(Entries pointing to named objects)
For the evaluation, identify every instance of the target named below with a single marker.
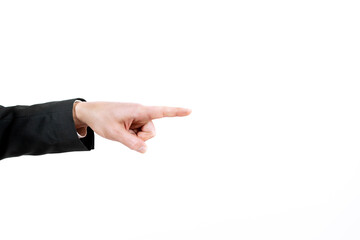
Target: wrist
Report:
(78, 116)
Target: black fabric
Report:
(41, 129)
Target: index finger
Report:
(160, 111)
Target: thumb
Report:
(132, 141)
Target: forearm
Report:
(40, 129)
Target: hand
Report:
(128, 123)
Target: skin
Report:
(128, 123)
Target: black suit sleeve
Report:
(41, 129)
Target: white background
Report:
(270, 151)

...

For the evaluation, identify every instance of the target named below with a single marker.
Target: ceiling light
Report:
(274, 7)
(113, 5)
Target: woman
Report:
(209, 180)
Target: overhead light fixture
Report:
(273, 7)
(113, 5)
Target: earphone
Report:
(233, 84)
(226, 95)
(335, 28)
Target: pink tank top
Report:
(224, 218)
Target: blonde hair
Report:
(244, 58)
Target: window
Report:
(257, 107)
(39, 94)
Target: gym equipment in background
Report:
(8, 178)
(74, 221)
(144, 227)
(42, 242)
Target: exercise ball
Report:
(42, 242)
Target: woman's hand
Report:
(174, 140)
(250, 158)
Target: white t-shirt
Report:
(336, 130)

### WRITTEN INSTRUCTION
Return each line of the records above that contains the word "background". Treat uppercase and lowercase as different.

### ANSWER TO THE EXERCISE
Target: white background
Target: gym equipment in background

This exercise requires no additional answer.